## Aim of the exercise
Find every line in the records below that holds the word "purple", and copy each one.

Data entries
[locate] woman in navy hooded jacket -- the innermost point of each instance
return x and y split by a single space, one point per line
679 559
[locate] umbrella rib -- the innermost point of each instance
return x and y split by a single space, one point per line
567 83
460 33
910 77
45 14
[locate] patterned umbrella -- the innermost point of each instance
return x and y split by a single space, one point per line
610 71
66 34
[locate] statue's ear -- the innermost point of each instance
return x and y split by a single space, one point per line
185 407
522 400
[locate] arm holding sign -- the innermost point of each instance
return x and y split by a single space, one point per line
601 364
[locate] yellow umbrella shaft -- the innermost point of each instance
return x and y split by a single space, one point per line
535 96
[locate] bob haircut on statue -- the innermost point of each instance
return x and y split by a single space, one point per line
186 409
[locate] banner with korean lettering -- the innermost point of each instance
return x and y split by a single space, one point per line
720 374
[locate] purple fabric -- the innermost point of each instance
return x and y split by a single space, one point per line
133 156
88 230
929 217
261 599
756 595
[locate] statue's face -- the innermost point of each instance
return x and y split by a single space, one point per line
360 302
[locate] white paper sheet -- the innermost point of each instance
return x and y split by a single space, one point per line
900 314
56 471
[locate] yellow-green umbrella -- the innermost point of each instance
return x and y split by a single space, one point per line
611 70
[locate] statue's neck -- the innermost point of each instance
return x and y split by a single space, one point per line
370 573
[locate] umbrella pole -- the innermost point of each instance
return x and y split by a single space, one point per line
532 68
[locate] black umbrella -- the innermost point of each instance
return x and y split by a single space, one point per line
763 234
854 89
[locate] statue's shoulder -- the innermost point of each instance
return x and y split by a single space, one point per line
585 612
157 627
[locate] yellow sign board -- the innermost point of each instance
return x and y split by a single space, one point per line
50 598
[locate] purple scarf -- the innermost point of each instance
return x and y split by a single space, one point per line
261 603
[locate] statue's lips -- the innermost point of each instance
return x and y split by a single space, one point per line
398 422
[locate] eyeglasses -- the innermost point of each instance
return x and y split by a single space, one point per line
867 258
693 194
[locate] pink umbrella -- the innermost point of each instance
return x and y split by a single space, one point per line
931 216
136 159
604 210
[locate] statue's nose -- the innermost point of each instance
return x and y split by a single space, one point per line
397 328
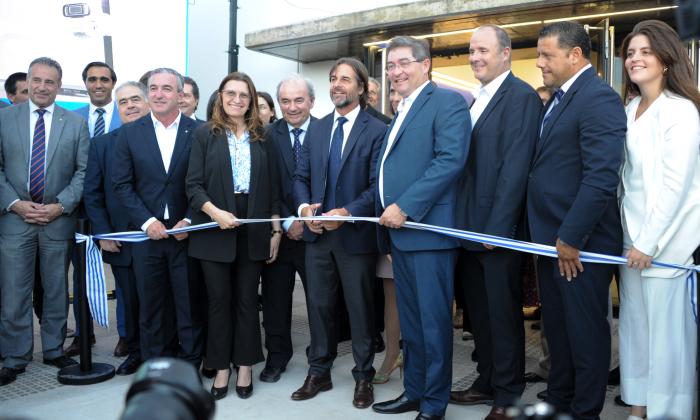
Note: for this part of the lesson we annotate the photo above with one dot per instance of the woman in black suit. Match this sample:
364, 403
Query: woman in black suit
231, 175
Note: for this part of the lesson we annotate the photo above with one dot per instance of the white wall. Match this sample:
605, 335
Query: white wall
208, 35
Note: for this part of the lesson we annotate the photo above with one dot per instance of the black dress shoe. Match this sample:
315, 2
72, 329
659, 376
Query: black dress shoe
130, 365
397, 406
60, 362
9, 375
271, 374
426, 416
533, 377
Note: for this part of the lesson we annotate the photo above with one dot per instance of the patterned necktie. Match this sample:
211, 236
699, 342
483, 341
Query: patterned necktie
297, 145
100, 123
334, 160
38, 160
557, 98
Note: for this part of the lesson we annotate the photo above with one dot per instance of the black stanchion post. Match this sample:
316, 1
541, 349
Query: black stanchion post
86, 372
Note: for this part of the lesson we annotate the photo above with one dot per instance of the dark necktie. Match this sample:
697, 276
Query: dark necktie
297, 145
100, 123
557, 98
36, 173
334, 159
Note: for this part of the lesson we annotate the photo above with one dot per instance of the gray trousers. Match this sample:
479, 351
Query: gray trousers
17, 262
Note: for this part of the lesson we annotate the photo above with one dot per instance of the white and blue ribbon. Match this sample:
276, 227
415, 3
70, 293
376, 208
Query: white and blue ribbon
97, 295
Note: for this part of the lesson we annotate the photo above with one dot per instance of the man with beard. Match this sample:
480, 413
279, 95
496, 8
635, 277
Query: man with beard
336, 176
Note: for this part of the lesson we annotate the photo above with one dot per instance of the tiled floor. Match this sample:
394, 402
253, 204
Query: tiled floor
37, 395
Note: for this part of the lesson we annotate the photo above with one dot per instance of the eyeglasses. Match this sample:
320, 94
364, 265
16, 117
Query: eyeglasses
402, 64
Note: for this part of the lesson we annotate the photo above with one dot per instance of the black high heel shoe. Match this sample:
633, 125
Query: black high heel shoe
245, 391
219, 393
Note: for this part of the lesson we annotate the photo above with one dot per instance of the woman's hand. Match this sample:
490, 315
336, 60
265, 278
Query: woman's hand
274, 247
638, 259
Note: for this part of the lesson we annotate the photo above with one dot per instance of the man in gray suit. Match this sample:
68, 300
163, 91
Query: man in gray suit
43, 156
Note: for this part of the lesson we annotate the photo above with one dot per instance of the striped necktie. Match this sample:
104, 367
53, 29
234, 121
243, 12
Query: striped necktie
99, 123
38, 160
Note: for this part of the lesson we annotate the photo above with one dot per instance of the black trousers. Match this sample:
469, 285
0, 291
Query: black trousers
327, 267
493, 295
125, 277
278, 281
577, 330
234, 323
161, 269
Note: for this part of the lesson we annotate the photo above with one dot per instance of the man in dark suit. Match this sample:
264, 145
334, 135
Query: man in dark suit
102, 117
421, 159
295, 95
492, 200
572, 204
107, 215
336, 176
42, 170
148, 173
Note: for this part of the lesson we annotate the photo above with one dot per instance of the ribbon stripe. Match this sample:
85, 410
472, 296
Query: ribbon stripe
97, 295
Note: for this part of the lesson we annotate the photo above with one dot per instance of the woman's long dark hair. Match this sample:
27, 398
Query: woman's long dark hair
667, 46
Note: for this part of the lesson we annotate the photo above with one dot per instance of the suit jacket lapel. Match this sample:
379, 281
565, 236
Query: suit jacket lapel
183, 135
57, 123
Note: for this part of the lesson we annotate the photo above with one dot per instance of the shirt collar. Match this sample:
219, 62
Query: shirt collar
304, 126
33, 107
175, 123
567, 85
491, 87
351, 116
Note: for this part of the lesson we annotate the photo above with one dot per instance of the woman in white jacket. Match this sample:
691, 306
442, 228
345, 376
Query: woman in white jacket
660, 205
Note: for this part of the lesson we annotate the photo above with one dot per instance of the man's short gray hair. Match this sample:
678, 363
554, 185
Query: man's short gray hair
47, 62
297, 78
167, 70
143, 92
419, 47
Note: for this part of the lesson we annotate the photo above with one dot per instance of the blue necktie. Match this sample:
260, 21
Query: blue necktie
334, 159
36, 174
557, 98
100, 123
297, 145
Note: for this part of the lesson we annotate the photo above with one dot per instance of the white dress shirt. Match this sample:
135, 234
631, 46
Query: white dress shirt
166, 137
401, 111
485, 94
107, 117
347, 127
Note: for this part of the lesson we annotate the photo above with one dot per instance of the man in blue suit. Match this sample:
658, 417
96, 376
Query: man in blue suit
422, 157
150, 163
107, 215
102, 117
492, 201
336, 176
572, 204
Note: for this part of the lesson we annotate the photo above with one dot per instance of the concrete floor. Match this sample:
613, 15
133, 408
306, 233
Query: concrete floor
37, 395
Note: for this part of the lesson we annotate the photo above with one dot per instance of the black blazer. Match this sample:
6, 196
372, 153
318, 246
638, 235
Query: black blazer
494, 184
140, 180
210, 178
104, 210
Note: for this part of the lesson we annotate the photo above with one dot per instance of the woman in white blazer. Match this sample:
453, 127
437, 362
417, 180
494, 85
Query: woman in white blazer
660, 205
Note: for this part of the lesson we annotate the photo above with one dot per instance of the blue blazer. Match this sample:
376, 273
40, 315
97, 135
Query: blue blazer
115, 123
140, 180
356, 180
574, 173
423, 166
104, 210
492, 197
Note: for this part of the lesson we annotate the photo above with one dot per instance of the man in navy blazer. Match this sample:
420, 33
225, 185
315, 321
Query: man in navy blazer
148, 173
421, 159
572, 204
492, 201
336, 176
107, 215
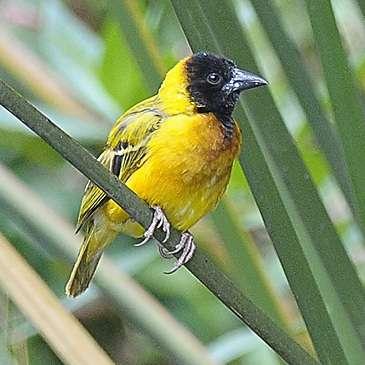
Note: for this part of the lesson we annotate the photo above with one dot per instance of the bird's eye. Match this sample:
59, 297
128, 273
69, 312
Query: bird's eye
214, 78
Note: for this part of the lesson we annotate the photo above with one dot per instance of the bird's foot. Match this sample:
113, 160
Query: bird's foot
186, 245
159, 220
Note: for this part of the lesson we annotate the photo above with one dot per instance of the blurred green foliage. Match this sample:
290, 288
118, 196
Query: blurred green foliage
80, 46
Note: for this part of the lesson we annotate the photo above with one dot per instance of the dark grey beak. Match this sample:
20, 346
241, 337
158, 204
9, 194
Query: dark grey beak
244, 80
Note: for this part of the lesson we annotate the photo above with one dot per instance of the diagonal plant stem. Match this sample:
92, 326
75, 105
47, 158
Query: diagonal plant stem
200, 265
127, 296
71, 342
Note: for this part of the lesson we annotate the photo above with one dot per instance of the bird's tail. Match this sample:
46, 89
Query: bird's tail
87, 261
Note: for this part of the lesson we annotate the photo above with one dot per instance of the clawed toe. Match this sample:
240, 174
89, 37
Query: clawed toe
159, 220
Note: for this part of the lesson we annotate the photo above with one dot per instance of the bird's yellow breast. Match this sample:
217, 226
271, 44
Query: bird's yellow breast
186, 169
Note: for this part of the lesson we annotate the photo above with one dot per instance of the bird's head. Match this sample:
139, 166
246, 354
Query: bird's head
207, 83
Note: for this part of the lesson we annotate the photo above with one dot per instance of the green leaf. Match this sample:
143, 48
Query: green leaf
119, 71
246, 261
344, 97
313, 257
302, 85
200, 265
140, 40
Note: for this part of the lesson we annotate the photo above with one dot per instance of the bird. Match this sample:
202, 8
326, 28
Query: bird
175, 150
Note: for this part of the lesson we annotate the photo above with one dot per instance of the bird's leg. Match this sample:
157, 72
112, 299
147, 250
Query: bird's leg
159, 220
186, 245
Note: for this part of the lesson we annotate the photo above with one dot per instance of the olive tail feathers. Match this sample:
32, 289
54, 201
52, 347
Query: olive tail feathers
84, 268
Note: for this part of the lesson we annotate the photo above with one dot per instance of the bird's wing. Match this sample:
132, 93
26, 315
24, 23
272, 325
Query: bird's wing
125, 151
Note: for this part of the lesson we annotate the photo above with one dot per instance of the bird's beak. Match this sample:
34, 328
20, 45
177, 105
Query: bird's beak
244, 80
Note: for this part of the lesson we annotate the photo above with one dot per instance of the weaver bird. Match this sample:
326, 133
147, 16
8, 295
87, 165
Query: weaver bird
175, 150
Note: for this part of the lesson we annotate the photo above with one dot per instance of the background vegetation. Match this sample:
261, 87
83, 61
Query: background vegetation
84, 62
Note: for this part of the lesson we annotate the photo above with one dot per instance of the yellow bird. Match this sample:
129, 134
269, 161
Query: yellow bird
175, 150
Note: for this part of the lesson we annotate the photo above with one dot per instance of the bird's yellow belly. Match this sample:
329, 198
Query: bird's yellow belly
185, 173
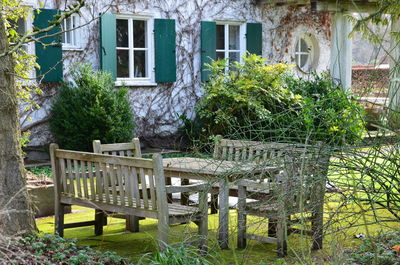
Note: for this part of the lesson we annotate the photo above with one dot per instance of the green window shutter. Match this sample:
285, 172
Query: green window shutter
165, 50
108, 44
254, 38
208, 47
49, 58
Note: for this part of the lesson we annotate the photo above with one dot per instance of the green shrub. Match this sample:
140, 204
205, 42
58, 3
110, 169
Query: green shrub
176, 255
264, 102
52, 249
88, 108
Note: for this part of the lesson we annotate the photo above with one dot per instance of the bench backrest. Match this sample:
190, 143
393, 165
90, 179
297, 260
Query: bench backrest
109, 179
242, 150
301, 181
131, 149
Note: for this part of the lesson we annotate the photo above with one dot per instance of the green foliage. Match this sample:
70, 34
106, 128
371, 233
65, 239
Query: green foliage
52, 249
377, 250
328, 113
264, 102
89, 108
175, 255
41, 172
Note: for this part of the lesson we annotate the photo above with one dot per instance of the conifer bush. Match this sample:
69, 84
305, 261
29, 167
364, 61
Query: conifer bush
88, 108
258, 101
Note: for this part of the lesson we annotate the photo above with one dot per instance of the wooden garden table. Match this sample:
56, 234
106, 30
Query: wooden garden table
214, 171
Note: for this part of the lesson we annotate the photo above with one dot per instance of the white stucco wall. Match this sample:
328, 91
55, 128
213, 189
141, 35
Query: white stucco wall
157, 108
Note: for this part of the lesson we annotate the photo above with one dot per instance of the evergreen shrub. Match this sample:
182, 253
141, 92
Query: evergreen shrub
257, 101
90, 108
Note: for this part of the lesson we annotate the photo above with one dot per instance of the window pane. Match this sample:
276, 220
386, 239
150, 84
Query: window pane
303, 60
303, 45
122, 33
234, 37
122, 63
68, 27
139, 34
140, 63
220, 37
220, 55
234, 57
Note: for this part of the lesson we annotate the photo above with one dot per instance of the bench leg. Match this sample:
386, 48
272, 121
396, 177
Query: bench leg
184, 196
317, 223
59, 219
271, 227
132, 223
281, 235
99, 219
168, 181
203, 221
163, 232
242, 223
214, 203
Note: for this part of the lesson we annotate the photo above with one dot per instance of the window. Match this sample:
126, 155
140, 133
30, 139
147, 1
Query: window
306, 53
229, 42
70, 28
134, 61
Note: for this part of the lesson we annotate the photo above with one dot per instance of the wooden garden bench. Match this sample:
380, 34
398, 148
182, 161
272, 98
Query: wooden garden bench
269, 154
85, 179
298, 189
130, 149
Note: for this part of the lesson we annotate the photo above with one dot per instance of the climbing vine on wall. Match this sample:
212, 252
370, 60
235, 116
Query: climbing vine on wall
157, 108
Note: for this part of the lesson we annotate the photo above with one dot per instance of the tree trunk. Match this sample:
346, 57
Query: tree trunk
16, 216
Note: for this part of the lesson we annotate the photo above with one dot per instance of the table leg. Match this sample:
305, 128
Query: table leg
169, 195
223, 229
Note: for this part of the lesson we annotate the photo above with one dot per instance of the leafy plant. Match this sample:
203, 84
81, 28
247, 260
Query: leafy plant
175, 255
88, 108
264, 102
52, 249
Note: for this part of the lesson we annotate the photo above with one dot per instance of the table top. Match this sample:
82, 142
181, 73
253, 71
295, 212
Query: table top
213, 167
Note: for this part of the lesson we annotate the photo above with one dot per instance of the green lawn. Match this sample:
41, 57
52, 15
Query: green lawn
134, 245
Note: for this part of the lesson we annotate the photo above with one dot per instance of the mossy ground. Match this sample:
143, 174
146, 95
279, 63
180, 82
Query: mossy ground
135, 245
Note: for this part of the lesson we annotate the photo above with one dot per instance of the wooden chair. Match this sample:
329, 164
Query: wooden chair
245, 151
131, 149
84, 179
298, 189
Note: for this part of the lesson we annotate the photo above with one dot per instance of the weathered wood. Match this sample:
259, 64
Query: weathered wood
163, 222
84, 179
99, 222
122, 181
58, 208
223, 228
263, 239
188, 188
241, 217
79, 224
123, 161
298, 189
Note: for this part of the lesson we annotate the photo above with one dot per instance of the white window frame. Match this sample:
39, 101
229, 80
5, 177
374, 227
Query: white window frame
313, 53
75, 32
30, 48
242, 38
139, 81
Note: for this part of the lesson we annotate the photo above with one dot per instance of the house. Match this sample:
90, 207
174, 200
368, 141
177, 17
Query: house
158, 48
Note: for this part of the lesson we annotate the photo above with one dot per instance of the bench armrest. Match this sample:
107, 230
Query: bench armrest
188, 188
254, 184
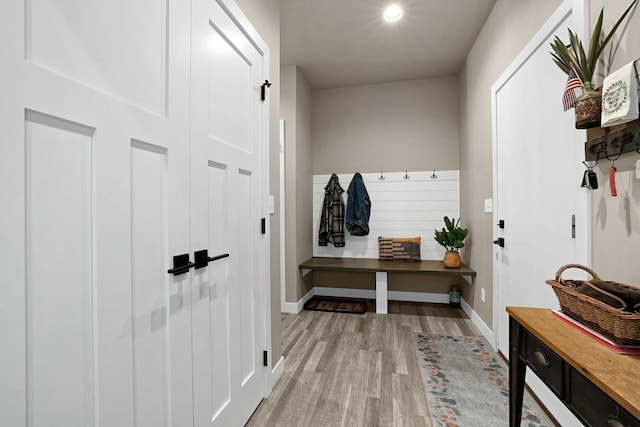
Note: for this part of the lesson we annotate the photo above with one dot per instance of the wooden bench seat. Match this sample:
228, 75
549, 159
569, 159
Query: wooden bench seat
381, 268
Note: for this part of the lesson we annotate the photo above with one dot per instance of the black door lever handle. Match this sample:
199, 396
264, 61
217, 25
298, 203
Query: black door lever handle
181, 264
202, 258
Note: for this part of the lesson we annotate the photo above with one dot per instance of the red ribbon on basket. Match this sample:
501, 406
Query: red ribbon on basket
612, 181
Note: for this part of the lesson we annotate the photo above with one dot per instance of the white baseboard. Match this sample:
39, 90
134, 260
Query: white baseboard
296, 307
484, 329
275, 375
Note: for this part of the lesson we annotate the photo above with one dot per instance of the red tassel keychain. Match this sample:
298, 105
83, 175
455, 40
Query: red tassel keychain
612, 180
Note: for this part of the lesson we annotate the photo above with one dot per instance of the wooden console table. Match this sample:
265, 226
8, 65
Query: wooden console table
597, 384
381, 268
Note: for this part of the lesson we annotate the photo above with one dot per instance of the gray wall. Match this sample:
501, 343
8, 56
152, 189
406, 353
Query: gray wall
509, 28
296, 112
616, 220
410, 125
265, 17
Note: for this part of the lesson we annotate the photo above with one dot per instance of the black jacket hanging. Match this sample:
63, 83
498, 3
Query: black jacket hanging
332, 218
358, 207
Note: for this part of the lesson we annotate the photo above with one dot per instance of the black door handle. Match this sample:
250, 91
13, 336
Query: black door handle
181, 264
202, 258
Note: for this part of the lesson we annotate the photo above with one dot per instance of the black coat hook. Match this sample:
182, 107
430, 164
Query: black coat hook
619, 154
263, 89
596, 161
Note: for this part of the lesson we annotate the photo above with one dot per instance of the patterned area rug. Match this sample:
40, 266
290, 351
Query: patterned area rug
467, 384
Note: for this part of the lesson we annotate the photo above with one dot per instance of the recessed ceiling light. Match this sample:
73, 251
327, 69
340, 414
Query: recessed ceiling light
392, 13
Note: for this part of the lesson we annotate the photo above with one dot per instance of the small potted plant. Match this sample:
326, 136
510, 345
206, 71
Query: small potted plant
576, 63
451, 238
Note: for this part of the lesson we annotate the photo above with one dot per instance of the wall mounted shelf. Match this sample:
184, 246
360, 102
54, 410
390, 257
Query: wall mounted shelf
610, 143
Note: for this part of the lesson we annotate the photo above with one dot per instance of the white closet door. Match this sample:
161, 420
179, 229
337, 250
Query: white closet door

## Result
[locate] purple fabric -- the innermost point of each instance
[locate] purple scarf -- the innermost point of each instance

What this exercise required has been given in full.